Stated goal: Exactly reproduce the line containing "point at the man's fingers" together with every line after it, through the end of the entries, and give nothing more.

Object point labels:

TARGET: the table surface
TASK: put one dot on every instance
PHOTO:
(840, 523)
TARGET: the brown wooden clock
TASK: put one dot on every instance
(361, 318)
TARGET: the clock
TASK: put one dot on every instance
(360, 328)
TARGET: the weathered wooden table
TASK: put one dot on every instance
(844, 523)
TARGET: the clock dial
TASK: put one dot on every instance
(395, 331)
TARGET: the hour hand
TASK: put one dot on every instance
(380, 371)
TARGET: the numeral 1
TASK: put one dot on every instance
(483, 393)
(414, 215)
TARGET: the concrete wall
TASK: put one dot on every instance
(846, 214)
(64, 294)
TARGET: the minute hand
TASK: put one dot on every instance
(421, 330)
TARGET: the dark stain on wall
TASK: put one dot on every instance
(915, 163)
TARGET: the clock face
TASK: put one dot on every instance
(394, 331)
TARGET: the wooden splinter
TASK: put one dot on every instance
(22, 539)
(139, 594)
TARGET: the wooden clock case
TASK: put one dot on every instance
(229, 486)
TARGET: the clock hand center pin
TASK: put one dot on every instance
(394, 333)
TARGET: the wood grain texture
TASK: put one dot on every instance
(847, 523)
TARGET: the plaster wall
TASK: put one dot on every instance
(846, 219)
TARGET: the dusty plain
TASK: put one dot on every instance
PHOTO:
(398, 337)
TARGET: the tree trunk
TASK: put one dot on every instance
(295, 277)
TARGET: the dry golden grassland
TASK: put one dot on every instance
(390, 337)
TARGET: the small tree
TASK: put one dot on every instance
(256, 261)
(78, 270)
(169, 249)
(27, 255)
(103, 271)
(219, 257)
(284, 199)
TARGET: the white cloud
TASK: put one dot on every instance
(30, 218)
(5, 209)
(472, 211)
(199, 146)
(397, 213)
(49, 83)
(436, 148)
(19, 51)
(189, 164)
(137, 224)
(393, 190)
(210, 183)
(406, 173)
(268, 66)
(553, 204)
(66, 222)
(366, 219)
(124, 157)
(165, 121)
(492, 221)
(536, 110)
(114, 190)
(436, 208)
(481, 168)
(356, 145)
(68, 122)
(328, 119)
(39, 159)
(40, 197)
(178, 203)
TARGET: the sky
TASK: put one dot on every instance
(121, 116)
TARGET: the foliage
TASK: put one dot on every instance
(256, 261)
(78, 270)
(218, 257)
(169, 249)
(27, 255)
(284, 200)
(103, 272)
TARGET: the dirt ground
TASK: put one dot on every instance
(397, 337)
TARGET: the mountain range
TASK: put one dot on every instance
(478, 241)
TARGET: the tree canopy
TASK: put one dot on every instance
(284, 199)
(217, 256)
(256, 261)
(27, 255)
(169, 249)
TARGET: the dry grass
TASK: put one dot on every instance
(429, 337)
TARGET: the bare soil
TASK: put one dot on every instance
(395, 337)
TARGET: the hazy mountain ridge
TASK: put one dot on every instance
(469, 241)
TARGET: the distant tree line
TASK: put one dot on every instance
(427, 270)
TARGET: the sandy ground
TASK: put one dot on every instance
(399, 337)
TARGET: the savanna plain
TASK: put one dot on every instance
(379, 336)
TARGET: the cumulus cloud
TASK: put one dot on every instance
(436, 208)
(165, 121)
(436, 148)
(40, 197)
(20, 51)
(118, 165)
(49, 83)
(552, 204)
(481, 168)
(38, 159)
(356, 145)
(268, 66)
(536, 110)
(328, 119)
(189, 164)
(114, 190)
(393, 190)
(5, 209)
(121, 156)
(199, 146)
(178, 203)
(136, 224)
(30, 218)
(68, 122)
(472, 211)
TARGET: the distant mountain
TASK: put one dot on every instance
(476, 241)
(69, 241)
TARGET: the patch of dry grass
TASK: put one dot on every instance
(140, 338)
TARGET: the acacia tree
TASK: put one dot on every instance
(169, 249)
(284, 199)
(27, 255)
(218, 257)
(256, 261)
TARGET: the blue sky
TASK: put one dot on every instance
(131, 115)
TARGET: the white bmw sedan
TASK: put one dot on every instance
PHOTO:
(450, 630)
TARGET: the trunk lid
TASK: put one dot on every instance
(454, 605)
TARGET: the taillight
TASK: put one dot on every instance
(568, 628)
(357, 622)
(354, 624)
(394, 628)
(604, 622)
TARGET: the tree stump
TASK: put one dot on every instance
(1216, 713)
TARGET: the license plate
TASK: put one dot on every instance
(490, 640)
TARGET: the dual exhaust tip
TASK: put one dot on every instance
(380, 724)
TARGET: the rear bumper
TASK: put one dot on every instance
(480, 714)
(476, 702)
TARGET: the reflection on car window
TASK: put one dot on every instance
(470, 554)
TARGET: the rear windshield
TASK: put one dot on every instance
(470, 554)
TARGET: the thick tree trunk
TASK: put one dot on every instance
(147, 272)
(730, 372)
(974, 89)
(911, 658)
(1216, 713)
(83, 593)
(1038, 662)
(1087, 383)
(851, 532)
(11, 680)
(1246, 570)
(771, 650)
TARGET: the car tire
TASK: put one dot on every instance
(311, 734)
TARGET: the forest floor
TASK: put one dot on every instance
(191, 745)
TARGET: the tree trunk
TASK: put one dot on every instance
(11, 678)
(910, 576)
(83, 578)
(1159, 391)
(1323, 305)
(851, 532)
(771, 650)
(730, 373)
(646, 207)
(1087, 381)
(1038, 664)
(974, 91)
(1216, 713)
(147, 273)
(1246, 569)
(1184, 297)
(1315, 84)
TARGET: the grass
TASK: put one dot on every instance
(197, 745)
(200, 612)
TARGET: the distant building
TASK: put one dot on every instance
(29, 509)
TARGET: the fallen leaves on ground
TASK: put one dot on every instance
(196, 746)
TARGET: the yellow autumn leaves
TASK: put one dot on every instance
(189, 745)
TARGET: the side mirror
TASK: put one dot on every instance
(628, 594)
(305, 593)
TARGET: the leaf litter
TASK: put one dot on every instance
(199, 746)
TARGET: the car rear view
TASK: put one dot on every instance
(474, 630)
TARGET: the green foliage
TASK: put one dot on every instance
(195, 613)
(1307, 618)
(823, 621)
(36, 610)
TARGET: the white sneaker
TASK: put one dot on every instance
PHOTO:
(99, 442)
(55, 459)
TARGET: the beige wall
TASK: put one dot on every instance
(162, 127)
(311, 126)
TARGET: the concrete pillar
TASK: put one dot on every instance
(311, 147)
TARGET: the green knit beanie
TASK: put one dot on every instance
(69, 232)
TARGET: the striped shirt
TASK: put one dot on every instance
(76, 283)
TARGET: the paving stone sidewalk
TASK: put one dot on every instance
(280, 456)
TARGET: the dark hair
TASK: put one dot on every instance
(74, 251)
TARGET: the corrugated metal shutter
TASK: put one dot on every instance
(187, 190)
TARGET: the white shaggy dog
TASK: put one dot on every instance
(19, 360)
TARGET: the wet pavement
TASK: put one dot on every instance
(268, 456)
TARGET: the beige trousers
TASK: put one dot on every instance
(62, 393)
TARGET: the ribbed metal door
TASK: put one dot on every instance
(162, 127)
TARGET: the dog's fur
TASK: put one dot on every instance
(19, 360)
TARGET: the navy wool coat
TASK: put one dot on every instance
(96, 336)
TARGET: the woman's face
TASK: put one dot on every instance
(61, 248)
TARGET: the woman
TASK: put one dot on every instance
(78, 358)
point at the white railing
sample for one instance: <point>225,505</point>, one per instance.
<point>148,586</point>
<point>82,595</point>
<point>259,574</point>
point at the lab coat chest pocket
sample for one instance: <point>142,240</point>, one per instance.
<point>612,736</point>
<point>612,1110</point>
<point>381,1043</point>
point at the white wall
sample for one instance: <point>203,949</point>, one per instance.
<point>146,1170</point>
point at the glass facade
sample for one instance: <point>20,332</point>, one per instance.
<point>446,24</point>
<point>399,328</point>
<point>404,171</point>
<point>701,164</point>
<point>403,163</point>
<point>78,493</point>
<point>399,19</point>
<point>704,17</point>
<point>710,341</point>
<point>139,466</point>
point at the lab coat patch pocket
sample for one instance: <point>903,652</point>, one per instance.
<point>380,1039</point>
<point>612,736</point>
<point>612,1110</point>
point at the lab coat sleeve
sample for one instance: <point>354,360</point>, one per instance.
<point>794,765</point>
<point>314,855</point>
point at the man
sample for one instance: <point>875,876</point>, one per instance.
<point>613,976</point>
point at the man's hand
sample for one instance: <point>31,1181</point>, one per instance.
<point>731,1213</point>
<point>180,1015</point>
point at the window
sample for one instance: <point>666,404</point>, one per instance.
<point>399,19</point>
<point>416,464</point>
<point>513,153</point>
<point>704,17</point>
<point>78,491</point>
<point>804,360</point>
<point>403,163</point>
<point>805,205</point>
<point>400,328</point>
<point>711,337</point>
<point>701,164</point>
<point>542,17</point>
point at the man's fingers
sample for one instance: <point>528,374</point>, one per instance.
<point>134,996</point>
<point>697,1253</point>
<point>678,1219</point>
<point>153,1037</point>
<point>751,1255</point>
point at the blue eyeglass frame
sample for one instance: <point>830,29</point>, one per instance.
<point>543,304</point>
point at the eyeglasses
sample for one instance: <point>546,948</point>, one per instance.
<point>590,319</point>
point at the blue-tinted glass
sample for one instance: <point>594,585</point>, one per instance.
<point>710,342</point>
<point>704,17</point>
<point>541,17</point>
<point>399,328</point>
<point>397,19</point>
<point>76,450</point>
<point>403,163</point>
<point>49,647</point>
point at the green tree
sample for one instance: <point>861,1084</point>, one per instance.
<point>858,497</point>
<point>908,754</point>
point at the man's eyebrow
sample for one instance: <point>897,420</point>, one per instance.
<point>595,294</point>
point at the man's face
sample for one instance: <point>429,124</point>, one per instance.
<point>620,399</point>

Solution for this problem:
point at the man's fingers
sample for one instance: <point>528,374</point>, one per instance.
<point>134,996</point>
<point>697,1253</point>
<point>678,1219</point>
<point>153,1037</point>
<point>751,1255</point>
point at the blue eyeglass frame
sample for one instance: <point>830,29</point>, one per instance.
<point>543,304</point>
point at the eyeglasses
sample for one instance: <point>546,948</point>, one per instance.
<point>590,319</point>
point at the blue-tinted glass
sample for one instance: <point>594,585</point>, one per instance.
<point>710,342</point>
<point>704,17</point>
<point>541,17</point>
<point>399,328</point>
<point>397,19</point>
<point>76,450</point>
<point>403,163</point>
<point>49,647</point>
point at the green tree
sample for one instance: <point>861,1084</point>, one per instance.
<point>858,497</point>
<point>908,754</point>
point at the man's eyebrow
sample for one instance: <point>897,420</point>, one per instance.
<point>595,294</point>
point at the man's face
sample for one instance: <point>429,124</point>, one per instance.
<point>620,399</point>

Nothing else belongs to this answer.